I have been thinking about morality from a very early age (partly, no doubt, because my parents were survivors of the Holocaust in which much of my family was killed).
I don’t know at what age I began thinking about it, but I do know that I became a vegetarian when I turned 17, and that it was because it was only then that I found out that it was possible; I would have done it much earlier if I had known. I don’t blame myself for not having inquired and found out earlier then, but I do blame myself for not having inquired and found out until almost 50 years later that it was possible to be a vegan too.
I am not a believer in gods or the supernatural (apart from a very brief period when I was very young). I am a naturalist.
And I know that nature (i.e., physical laws and Darwnian evolution) are amoral, i.e., psychopathic. The only criterion is (morally blind) causality. Nothing matters. There is no good or evil, right or wrong. In the biological realm, causality has led to mechanisms that engender survival and reproduction.
In the causal system that has evolved in the earth’s biosphere, at some time, and for some cause as yet unknown but no doubt related to survival and reproduction, sentience evolved. And with sentience, the capacity for pain and pleasure. Organisms feel.

_ _ _ _

• Exercise 1: Copy the stretch of the passage on morality from "I have been" through "a vegan too.", switching "vegetarian" to "pescatarian".
• Exercise 2: In the passage on morality, at what age did the writer become a vegetarian?
The records come from a different source than the text.

_ _ _ _

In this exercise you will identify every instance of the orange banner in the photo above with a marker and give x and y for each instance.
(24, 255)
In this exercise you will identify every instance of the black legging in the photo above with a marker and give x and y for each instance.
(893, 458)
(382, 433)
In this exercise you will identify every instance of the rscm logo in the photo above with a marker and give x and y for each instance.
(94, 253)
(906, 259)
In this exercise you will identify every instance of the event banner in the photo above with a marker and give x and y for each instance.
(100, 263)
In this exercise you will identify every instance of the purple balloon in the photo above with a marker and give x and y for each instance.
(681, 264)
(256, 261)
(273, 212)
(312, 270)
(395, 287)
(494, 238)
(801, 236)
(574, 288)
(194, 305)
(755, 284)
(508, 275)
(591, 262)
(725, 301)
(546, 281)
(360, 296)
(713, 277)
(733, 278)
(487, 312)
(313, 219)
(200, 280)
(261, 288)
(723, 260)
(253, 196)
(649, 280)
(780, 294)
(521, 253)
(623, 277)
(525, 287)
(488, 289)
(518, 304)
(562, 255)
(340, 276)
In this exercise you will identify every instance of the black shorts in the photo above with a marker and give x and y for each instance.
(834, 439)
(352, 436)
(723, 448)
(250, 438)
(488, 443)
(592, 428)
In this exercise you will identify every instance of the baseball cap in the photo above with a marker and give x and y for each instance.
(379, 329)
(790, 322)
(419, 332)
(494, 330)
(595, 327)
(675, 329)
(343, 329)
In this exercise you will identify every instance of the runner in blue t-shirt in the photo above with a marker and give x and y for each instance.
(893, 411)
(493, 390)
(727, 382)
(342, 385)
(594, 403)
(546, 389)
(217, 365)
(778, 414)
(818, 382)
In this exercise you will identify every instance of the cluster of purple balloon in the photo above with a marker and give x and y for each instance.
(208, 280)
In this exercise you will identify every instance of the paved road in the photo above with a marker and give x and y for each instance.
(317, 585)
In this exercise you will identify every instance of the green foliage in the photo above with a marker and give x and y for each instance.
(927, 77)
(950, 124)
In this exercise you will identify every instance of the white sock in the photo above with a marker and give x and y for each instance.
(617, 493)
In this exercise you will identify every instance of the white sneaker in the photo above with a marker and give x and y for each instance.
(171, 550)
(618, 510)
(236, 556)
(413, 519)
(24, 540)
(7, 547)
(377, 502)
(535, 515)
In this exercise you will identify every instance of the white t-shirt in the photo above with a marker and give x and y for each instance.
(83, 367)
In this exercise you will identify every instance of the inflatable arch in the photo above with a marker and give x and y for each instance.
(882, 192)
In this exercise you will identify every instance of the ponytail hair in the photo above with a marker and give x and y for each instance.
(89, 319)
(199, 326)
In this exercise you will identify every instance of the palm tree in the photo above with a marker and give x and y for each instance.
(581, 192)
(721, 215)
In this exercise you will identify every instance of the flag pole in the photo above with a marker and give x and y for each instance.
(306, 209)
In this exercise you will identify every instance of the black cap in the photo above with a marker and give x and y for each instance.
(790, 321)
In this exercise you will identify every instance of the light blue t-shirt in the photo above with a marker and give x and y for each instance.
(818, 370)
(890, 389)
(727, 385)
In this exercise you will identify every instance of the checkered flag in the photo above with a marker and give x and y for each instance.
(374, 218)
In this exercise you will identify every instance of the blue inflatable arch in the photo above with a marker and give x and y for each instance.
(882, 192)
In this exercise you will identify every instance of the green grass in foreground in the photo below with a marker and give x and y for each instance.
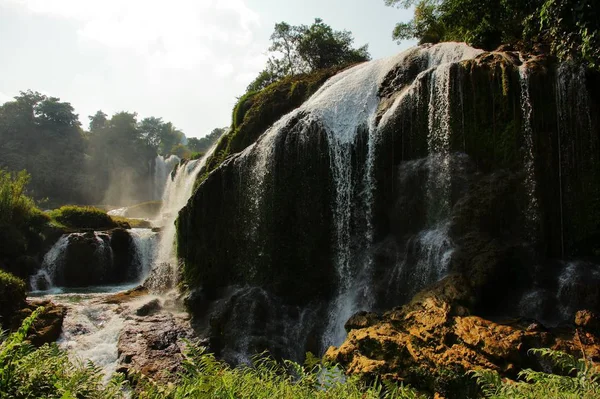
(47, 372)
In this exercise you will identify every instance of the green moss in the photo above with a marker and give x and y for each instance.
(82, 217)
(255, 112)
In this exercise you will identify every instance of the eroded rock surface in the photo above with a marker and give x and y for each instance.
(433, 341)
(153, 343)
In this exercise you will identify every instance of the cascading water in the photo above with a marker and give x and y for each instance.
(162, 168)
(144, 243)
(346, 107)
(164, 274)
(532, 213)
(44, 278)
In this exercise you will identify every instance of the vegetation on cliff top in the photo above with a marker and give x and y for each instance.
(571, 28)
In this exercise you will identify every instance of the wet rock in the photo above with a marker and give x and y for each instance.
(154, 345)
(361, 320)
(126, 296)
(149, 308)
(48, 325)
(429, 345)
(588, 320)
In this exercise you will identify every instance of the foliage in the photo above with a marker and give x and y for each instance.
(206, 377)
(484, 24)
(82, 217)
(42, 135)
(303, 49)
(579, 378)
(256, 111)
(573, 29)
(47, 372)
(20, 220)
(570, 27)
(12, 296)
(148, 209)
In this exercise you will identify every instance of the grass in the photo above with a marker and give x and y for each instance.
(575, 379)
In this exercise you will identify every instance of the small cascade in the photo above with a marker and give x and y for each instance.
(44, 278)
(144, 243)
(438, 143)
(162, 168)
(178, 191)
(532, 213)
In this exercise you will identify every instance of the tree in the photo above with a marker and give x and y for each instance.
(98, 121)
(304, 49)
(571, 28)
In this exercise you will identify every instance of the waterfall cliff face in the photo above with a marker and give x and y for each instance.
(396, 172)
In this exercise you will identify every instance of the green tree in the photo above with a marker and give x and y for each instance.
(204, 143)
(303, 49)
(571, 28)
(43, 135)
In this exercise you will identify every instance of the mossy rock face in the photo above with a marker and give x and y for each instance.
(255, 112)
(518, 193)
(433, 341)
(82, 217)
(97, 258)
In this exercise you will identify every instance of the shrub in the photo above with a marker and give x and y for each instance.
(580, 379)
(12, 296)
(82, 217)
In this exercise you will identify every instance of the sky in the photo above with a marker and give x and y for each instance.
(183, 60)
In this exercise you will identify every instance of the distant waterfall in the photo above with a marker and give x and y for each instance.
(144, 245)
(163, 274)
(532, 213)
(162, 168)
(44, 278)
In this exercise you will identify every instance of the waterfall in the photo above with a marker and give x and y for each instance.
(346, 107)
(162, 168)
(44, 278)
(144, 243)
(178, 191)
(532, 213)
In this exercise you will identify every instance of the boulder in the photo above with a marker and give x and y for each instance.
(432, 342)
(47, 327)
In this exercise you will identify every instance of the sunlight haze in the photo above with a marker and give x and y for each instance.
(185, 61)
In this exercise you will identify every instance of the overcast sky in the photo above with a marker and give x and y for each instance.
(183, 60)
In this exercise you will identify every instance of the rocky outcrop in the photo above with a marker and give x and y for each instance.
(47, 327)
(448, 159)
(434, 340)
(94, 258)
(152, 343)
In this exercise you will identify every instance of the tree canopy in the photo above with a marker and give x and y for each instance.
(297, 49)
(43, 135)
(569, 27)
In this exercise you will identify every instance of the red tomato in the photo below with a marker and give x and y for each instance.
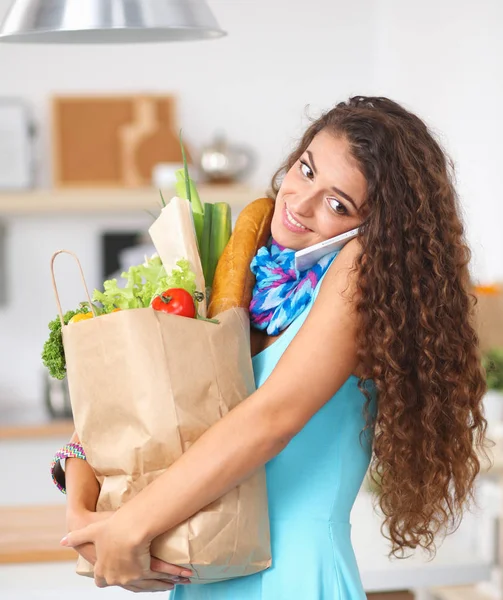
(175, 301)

_ _ _ _

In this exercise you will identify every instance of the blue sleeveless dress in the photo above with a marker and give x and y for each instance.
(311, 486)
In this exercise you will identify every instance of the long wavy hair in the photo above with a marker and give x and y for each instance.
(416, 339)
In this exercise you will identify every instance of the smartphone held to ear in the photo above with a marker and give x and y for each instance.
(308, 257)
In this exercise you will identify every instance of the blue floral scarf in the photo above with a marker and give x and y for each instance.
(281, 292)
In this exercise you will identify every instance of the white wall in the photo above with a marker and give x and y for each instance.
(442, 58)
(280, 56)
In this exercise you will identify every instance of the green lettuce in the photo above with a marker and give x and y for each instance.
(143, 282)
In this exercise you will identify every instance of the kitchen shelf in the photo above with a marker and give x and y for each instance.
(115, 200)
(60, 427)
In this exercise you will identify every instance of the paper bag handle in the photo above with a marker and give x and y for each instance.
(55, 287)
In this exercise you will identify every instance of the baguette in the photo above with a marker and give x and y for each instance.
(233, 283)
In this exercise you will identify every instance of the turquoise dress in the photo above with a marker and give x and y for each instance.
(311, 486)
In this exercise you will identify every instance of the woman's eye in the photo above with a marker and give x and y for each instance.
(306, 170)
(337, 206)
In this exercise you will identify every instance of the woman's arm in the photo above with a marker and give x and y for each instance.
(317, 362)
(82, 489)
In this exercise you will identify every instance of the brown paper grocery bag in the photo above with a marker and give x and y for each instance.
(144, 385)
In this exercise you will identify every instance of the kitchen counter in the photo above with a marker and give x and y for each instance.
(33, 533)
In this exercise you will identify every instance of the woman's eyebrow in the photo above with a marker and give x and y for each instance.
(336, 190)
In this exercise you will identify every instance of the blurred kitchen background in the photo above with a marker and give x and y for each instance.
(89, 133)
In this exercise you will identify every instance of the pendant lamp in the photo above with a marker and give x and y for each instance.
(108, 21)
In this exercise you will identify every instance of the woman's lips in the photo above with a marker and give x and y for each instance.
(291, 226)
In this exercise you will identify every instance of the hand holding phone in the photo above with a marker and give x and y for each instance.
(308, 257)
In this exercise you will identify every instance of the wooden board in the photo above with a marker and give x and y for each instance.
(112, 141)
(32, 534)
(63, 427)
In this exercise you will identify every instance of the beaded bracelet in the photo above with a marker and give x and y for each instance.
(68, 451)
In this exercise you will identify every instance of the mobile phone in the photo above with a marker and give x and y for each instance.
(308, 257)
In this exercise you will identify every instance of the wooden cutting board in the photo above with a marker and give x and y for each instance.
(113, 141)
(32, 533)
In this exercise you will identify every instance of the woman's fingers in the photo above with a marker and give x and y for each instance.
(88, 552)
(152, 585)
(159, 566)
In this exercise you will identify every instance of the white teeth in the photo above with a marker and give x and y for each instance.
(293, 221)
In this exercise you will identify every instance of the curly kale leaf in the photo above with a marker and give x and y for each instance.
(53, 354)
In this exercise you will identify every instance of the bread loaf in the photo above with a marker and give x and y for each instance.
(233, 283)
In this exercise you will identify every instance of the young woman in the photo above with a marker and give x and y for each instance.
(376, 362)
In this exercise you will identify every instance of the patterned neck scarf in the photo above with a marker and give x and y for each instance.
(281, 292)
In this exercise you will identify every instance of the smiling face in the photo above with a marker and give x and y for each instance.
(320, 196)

_ _ _ _

• Task solution 1:
I have been thinking about morality from a very early age (partly, no doubt, because my parents were survivors of the Holocaust in which much of my family was killed).
I don’t know at what age I began thinking about it, but I do know that I became a pescatarian when I turned 17, and that it was because it was only then that I found out that it was possible; I would have done it much earlier if I had known. I don’t blame myself for not having inquired and found out earlier then, but I do blame myself for not having inquired and found out until almost 50 years later that it was possible to be a vegan too.

• Task solution 2: At 17.